Short exercise = Repeat every record below exactly as written.

┌─ Supplied records

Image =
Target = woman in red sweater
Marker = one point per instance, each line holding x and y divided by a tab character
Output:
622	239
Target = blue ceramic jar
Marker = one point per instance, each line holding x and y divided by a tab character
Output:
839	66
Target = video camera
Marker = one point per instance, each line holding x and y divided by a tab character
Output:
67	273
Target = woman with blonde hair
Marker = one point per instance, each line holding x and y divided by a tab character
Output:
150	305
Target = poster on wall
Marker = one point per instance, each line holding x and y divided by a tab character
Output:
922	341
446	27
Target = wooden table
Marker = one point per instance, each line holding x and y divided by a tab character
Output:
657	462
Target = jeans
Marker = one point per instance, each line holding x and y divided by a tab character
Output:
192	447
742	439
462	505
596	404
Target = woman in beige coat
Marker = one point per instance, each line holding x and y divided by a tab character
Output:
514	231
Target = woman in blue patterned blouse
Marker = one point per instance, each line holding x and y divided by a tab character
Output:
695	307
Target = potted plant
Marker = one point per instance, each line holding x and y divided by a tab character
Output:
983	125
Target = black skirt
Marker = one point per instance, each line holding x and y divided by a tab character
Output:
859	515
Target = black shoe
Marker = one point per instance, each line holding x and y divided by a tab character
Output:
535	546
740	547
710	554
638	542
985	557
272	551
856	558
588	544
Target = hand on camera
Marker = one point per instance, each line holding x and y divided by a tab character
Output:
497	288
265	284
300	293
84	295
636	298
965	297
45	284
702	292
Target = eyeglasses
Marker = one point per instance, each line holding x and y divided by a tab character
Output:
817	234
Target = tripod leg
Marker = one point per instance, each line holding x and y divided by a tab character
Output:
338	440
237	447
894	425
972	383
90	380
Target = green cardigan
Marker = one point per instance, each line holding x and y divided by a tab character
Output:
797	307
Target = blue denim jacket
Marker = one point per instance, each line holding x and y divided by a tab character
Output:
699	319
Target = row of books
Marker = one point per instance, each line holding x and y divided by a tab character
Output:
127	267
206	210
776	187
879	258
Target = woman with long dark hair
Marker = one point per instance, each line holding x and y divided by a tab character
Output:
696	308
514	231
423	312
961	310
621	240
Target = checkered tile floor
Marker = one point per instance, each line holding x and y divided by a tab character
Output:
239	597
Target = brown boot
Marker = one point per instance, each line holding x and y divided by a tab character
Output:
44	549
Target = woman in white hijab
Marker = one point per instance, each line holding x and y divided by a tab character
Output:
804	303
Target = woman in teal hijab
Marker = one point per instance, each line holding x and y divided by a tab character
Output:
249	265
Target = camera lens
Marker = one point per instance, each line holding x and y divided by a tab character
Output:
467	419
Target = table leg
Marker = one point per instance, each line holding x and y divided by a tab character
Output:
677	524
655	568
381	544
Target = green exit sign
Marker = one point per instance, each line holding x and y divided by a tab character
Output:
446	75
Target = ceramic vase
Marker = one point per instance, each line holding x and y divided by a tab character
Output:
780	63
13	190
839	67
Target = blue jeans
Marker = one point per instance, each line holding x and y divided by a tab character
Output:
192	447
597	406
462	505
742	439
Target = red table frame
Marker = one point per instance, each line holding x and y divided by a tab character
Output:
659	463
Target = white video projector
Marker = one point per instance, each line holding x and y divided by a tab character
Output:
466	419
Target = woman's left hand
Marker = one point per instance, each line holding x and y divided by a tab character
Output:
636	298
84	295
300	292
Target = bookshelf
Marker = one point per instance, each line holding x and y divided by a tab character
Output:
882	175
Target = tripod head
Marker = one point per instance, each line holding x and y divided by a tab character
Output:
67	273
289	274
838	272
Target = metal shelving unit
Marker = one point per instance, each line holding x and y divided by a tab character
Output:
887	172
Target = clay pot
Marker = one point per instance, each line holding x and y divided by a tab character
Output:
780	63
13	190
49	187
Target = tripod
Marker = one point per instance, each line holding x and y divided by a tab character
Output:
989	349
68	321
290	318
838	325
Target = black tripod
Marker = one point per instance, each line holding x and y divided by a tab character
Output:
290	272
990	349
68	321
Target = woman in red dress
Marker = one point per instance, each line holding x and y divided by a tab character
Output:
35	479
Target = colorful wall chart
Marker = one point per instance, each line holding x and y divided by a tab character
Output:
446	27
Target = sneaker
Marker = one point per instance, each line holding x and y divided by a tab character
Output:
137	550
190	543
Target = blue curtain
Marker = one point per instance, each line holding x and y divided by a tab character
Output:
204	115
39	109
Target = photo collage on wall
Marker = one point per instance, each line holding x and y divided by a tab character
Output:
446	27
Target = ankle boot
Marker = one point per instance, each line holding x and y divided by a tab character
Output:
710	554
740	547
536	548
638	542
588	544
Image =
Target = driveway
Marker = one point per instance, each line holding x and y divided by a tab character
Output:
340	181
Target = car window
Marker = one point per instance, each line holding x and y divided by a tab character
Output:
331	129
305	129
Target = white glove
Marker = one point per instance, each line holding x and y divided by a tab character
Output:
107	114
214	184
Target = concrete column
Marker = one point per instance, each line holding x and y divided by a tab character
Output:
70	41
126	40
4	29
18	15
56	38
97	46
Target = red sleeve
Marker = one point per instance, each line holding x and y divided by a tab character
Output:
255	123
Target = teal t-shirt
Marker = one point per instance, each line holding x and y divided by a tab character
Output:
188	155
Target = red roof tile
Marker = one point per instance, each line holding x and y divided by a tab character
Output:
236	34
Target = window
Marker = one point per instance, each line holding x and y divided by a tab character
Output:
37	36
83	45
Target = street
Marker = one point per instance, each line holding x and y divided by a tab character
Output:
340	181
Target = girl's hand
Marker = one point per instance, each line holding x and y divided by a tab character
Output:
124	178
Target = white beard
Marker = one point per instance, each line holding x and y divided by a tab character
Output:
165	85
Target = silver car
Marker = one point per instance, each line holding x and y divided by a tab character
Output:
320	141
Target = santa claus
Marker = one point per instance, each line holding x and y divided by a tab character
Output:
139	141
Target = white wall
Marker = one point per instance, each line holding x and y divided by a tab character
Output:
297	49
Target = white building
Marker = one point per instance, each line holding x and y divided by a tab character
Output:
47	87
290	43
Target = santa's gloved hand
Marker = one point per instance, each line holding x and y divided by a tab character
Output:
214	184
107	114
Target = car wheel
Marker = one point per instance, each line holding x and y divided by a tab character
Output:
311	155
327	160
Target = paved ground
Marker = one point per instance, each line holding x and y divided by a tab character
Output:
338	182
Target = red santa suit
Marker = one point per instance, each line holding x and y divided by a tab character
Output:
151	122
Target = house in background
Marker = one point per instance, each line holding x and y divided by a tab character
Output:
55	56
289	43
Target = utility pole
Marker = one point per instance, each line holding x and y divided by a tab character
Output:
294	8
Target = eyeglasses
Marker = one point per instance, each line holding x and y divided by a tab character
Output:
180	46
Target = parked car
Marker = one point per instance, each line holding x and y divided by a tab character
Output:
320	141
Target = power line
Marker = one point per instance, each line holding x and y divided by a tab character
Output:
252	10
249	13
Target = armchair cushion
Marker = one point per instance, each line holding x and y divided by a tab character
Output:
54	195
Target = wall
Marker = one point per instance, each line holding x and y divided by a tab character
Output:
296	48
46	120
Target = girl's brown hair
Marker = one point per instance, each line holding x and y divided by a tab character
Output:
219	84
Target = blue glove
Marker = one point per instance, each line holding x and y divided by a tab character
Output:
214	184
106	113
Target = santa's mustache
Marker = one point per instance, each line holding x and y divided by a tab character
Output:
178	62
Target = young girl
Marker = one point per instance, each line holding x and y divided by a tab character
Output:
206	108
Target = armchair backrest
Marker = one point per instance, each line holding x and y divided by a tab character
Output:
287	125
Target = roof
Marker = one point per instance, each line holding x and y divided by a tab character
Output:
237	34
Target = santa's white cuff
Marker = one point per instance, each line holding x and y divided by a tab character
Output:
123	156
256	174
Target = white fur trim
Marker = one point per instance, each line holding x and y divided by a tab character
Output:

└─

Final result =
Image =
Target = woman in red sweater
Marker = one point per instance, each line holding x and y divided by a tab character
Output:
622	239
Target = blue ceramic jar
Marker = one point per instance, each line holding x and y divided by a tab character
Output:
839	66
Target = video camera
Marker = one point per instance, each line holding x and y divided by a tab character
Output:
67	273
Target = woman with blonde hair
Marker = one point per instance, each line holding x and y divided by a tab character
Output:
150	305
Target = poster on wall
Marker = one point per instance, each line holding x and y divided by a tab character
Output:
922	341
446	27
Target = wooden table
Marker = one point per instance, each line holding x and y divided by a tab character
Output:
657	462
Target = jeans
Marker = one point per instance, each line holding x and y divided by a tab character
Output:
192	447
742	439
462	505
596	404
Target = woman in beige coat
Marker = one point per instance, each line holding x and y divided by a tab character
Output:
514	231
Target = woman in blue patterned blouse
Marker = one point per instance, each line holding x and y divided by a tab character
Output:
695	307
Target = potted plant
Marker = one point per instance, each line holding x and y divided by a tab character
Output:
983	125
Target = black skirt
Marker = one point per instance, each line holding x and y divided by a tab character
Output:
859	515
Target = black shoe
Marker = one point per instance, each line holding x and y divided by a tab character
Output:
535	546
740	547
710	554
638	542
985	557
272	551
856	558
588	544
Target = hand on camera
Marker = one point per instance, each line holding x and y divided by a tab character
Output:
497	288
265	284
300	293
84	295
636	298
965	297
45	284
702	292
Target = eyeglasses
Marker = one point per instance, each line holding x and y divided by a tab character
Output:
817	234
Target = tripod leg
Marker = one point per instance, each line holding x and y divided by a tab character
Output:
338	440
237	447
894	425
972	383
90	380
Target = green cardigan
Marker = one point per instance, each line holding x and y divided by a tab character
Output:
797	307
Target = blue denim jacket
Marker = one point per instance, each line holding x and y divided by a tab character
Output:
699	319
Target = row of books
Marker = one point per instance, each line holding x and y divided by a tab character
Output:
127	267
206	210
776	187
879	258
Target = woman with long dark hair
Marker = one point per instance, each line holding x and y divided by a tab character
Output:
696	308
514	231
423	312
961	310
621	240
Target = checkered tile floor
Marker = one point per instance, each line holding x and y divided by a tab character
Output:
239	597
Target = brown boot
Marker = one point per instance, each line holding x and y divided by a tab character
Output:
44	549
Target = woman in white hijab
Marker = one point per instance, each line holding x and y divided by a tab character
Output:
804	303
Target = woman in teal hijab
Marker = one point per instance, each line holding x and y divided by a tab character
Output:
249	265
Target = camera lens
Marker = one point per instance, each line holding x and y divided by a tab character
Output:
467	419
Target = table leg
Marker = one point per instance, each line holding x and y divided by a tab character
Output:
677	524
655	568
381	544
Target = green exit sign
Marker = one point per instance, each line holding x and y divided by a tab character
Output:
446	75
Target = ceramic vase
Marker = one point per instance, each line holding x and y divided by a tab character
Output:
780	63
13	190
839	67
Target = blue jeans
Marker = one point per instance, each line holding x and y divided by a tab character
Output:
192	447
597	406
462	505
742	439
Target = red table frame
Marker = one point per instance, each line holding x and y divided by a tab character
Output:
659	463
Target = white video projector
Marker = one point per instance, each line holding x and y divided by a tab character
Output:
466	419
Target = woman's left hand
Marker = one point per instance, each line holding x and y divided by a tab character
Output:
636	298
84	295
300	292
Target = bookshelf
Marker = one point per instance, each line holding x and y divided by a tab character
Output:
882	175
Target = tripod head
Marker = one point per instance, each line holding x and y divided by a tab character
Output:
67	273
289	274
838	272
Target = metal shelving unit
Marker = one point per instance, each line holding x and y divided by a tab character
Output:
887	172
Target = clay pot
Marker = one point per instance, each line holding x and y divided by a tab character
Output:
780	63
13	190
49	187
Target = tripod
Marker = one point per instance, each line holding x and y divided by a tab character
Output:
989	349
68	321
290	318
838	325
Target = black tripod
Marker = one point per instance, each line holding x and y divided by a tab character
Output:
290	272
990	349
68	321
Target = woman in red dress
Marker = one point per instance, each line holding x and y divided by a tab character
Output:
35	479
Target = colorful wall chart
Marker = one point per instance, each line holding x and y divided by a tab character
Output:
446	27
Target = sneaker
Marker = one point per instance, each line holding x and y divided by a tab character
Output:
137	550
190	543
Target = blue curtain
Marker = one point per instance, each line holding x and y divided by a tab character
Output:
204	115
39	109
Target = photo collage on wall
Marker = one point per instance, each line holding x and y divided by a tab character
Output:
446	27
Target = ankle boot
Marker = one point per instance, each line holding x and y divided by a tab character
Output:
710	554
740	547
536	548
638	542
588	544
Image =
Target = driveway
Marker = one point per instance, each line holding x and y divided by a tab character
Output:
340	181
Target = car window
Marker = one point per instance, each line holding x and y divided by a tab character
Output:
331	129
305	129
Target = white glove
Marker = one point per instance, each line holding x and y divided by a tab character
Output:
107	114
214	184
Target = concrete column
Marker = one point per instance, each line holding x and y divided by a tab character
Output:
70	41
126	40
4	29
18	15
56	38
97	46
Target = red sleeve
Marker = one point per instance, each line holding x and y divided by a tab character
Output:
255	123
Target = teal t-shirt
Marker = one point per instance, each line holding x and y divided by a tab character
Output:
188	155
Target = red roof tile
Marker = one point per instance, each line holding x and y divided by a tab character
Output:
236	34
Target = window
Marker = one point per instance, each line holding x and y divided by a tab character
Output:
37	36
83	45
Target = street
Marker = one point per instance, each line holding x and y divided by a tab character
Output:
340	181
Target = girl's hand
Marker = one point per instance, each line holding x and y divided by a tab character
Output:
124	178
Target = white beard
Marker = one point per instance, each line holding x and y divided by a tab character
Output:
165	85
Target = silver car
Marker = one point per instance, each line holding x and y divided by a tab character
Output:
320	141
Target = santa claus
Marker = one point per instance, each line holding x and y divided by a tab character
Output:
139	141
Target = white wall
Marker = one point per instance, each line holding x and y divided by a tab character
Output:
297	49
Target = white building
Marker = one point per instance, each line holding x and y divided by a tab character
Output:
47	87
290	43
Target = santa's gloved hand
Marker = one point per instance, each line holding x and y divided by a tab character
Output:
214	184
107	114
Target = car wheel
Marker = one point per instance, each line holding x and y divided by a tab character
Output:
311	155
327	160
Target = paved ground
Marker = one point per instance, each line holding x and y divided by a tab character
Output:
338	182
Target = red santa suit
Marker = one point per instance, each line holding x and y divided by a tab character
Output:
151	122
Target = house in background
Marker = one point per instance, each line holding x and y divided by a tab character
Output:
55	56
289	43
Target = utility pole
Marker = one point per instance, each line holding x and y divided by a tab character
Output:
294	8
Target = eyeglasses
Marker = one point per instance, each line holding x and y divided by a tab character
Output:
180	46
Target = parked car
Marker = one point per instance, each line holding x and y divided by a tab character
Output:
320	141
Target = power line
Marker = one point per instance, each line holding x and y divided by a tab character
Output:
252	10
249	13
Target = armchair cushion
Marker = one point per instance, each line holding x and y divided by a tab character
Output:
54	195
Target = wall
Marker = one point per instance, each line holding x and y divided by a tab character
Output:
296	48
46	120
Target = girl's brown hair
Marker = one point per instance, each line holding x and y divided by a tab character
Output:
219	84
Target = blue glove
Marker = one point per instance, each line holding x and y divided by a tab character
Output:
214	184
106	113
Target = santa's mustache
Marker = one point per instance, each line holding x and y divided by a tab character
Output:
178	62
Target = young girl
Marker = one point per instance, each line holding x and y divided by a tab character
Output:
206	108
Target = armchair backrest
Marker = one point per instance, each line holding x and y divided by a tab character
Output:
287	125
Target = roof
Marker = one point per instance, each line holding x and y divided by a tab character
Output:
237	34
Target = santa's white cuff
Marker = one point per instance, each line holding x and y divided by a tab character
Output:
123	156
256	174
Target = white fur trim
Marker = one point per instance, each line holding x and y divided by a tab character
Output:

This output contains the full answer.